_Records shown_
BEGIN
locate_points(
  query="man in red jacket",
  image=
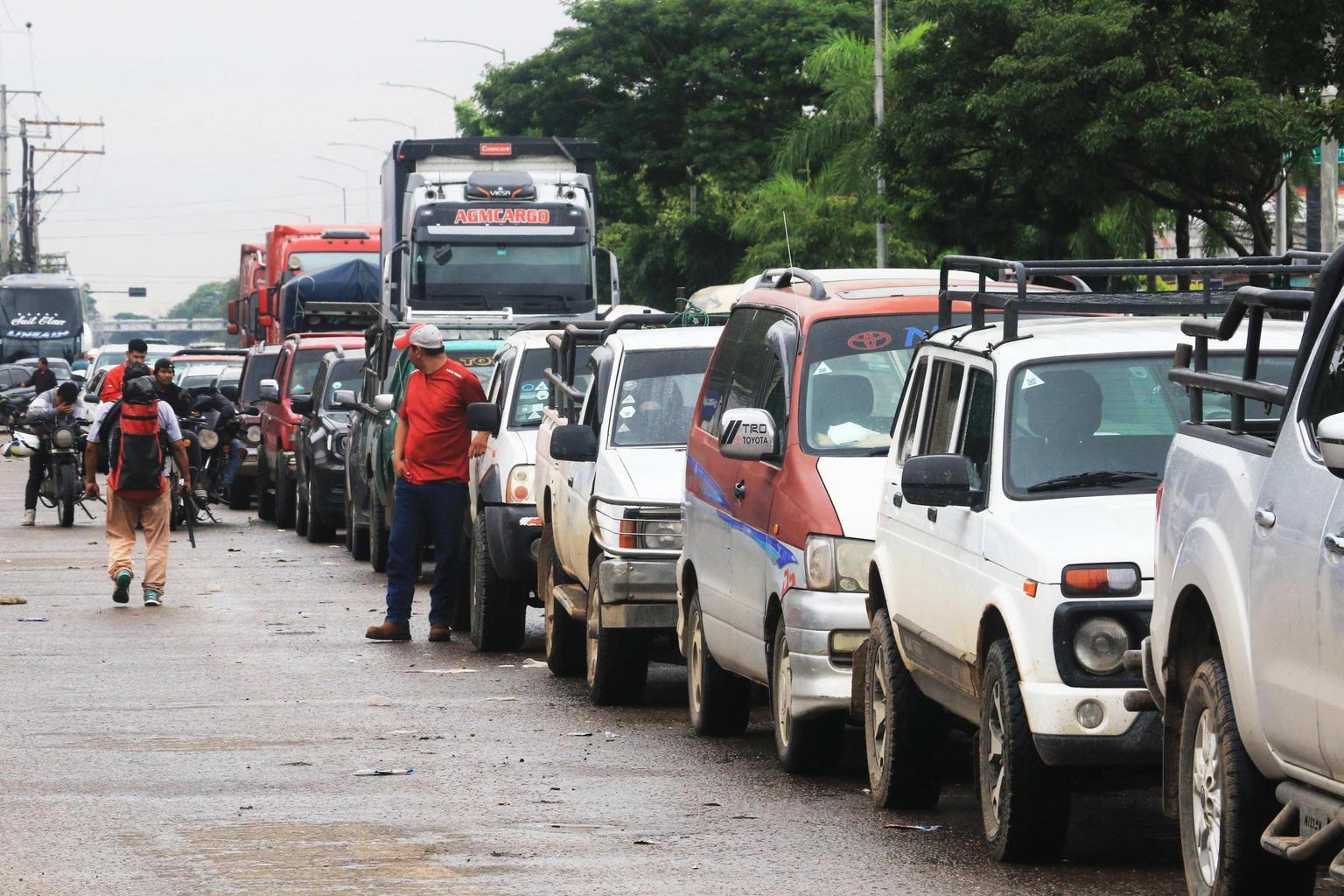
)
(136, 352)
(430, 457)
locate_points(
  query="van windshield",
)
(852, 379)
(1103, 424)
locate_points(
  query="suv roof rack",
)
(1020, 274)
(1190, 366)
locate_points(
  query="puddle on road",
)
(305, 860)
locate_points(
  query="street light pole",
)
(344, 208)
(441, 93)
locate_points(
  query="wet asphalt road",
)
(208, 747)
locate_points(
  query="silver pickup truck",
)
(1246, 652)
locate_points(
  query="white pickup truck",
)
(611, 461)
(1245, 657)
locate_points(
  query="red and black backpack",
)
(136, 457)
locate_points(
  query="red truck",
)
(260, 315)
(296, 369)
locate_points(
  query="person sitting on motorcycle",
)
(65, 401)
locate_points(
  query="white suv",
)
(1013, 564)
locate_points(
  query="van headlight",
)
(837, 564)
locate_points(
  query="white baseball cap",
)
(421, 335)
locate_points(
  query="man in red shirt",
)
(430, 457)
(136, 352)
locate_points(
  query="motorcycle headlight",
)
(837, 564)
(519, 489)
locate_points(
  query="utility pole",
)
(879, 117)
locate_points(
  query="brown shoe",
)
(388, 630)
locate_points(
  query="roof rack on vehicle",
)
(1210, 296)
(1190, 366)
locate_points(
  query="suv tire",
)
(1238, 866)
(1023, 801)
(719, 702)
(903, 731)
(499, 606)
(802, 745)
(564, 635)
(616, 659)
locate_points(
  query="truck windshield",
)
(656, 396)
(1103, 424)
(852, 379)
(531, 391)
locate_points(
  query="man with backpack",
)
(133, 430)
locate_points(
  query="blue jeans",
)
(237, 454)
(431, 509)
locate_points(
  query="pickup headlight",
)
(519, 488)
(837, 564)
(651, 534)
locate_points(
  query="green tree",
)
(206, 300)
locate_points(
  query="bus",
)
(40, 316)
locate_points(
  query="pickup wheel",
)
(1225, 802)
(617, 662)
(499, 607)
(802, 745)
(903, 730)
(1023, 801)
(376, 532)
(721, 702)
(564, 635)
(265, 494)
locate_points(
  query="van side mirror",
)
(483, 416)
(574, 442)
(1329, 436)
(749, 434)
(940, 480)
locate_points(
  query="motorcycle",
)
(62, 437)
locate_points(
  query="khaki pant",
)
(122, 517)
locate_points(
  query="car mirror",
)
(1329, 436)
(483, 416)
(574, 442)
(938, 480)
(747, 434)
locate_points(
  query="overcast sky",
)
(214, 110)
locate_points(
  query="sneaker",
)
(122, 592)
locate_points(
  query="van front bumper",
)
(822, 629)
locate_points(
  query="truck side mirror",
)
(747, 434)
(574, 442)
(483, 416)
(1329, 436)
(938, 480)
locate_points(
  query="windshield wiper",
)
(1095, 477)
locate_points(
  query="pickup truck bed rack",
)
(1022, 274)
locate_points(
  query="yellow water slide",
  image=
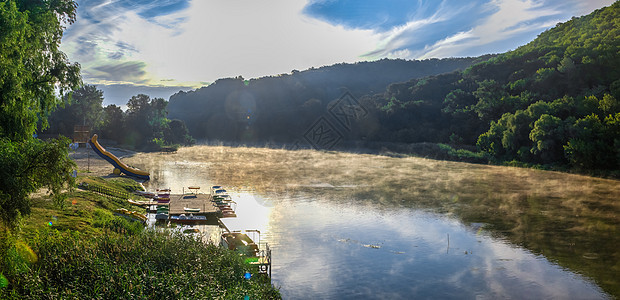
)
(117, 163)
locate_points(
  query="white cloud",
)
(210, 40)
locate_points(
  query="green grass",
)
(85, 251)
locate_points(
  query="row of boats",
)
(241, 242)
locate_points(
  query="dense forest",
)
(280, 108)
(551, 102)
(143, 126)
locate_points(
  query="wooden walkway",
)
(178, 203)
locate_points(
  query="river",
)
(344, 225)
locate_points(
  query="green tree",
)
(589, 146)
(548, 136)
(33, 71)
(83, 108)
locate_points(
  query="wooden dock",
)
(178, 203)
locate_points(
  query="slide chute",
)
(112, 159)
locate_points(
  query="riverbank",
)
(84, 250)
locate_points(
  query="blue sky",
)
(158, 47)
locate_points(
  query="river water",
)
(327, 244)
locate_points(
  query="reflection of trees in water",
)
(570, 219)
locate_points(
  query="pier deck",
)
(178, 203)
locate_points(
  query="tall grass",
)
(148, 265)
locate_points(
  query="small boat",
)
(228, 214)
(222, 197)
(130, 214)
(191, 210)
(163, 193)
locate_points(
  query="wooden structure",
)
(202, 202)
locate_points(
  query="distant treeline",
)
(551, 102)
(144, 126)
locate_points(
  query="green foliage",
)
(28, 166)
(33, 71)
(144, 265)
(83, 108)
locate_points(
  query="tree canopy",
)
(33, 75)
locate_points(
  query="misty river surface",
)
(328, 245)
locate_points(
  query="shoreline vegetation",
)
(435, 151)
(84, 250)
(570, 219)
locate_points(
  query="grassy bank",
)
(570, 219)
(83, 250)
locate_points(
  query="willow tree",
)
(34, 77)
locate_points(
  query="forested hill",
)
(553, 101)
(280, 108)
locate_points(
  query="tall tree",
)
(33, 72)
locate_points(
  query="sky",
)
(158, 47)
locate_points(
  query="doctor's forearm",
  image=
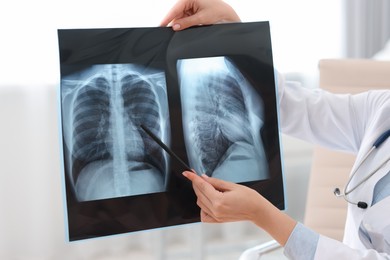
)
(274, 222)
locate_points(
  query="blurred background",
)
(32, 223)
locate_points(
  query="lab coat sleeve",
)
(328, 248)
(332, 120)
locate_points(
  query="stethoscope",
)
(361, 204)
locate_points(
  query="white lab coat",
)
(349, 123)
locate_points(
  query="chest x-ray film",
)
(206, 93)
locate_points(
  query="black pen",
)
(166, 148)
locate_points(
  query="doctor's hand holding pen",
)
(222, 201)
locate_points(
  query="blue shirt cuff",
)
(302, 243)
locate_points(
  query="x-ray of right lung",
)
(222, 119)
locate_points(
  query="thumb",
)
(186, 22)
(218, 184)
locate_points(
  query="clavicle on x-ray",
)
(110, 155)
(222, 119)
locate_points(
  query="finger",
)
(218, 184)
(203, 190)
(188, 21)
(207, 218)
(174, 13)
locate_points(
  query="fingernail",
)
(176, 26)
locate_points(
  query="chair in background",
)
(324, 213)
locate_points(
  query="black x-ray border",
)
(248, 45)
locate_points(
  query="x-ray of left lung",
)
(222, 119)
(109, 154)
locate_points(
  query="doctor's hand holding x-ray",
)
(352, 123)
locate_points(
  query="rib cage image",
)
(110, 155)
(222, 119)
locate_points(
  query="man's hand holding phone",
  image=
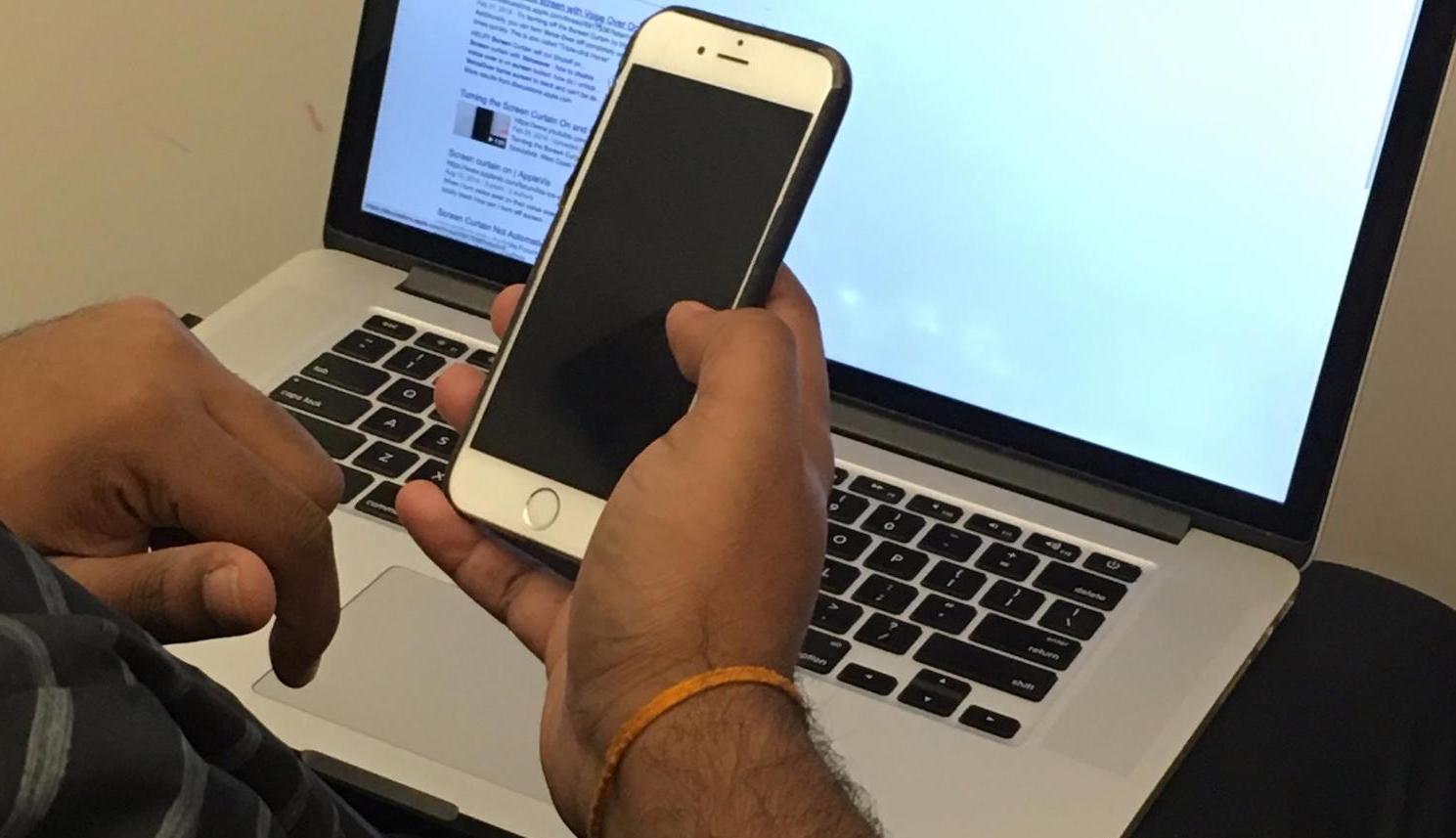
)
END
_Task directions_
Search the records for the word "holding". Copy every line that has it.

_Answer to this problem_
  query="doctor's hand holding pen",
  query="doctor's hand holding x-ray",
  query="man's hand holding phone",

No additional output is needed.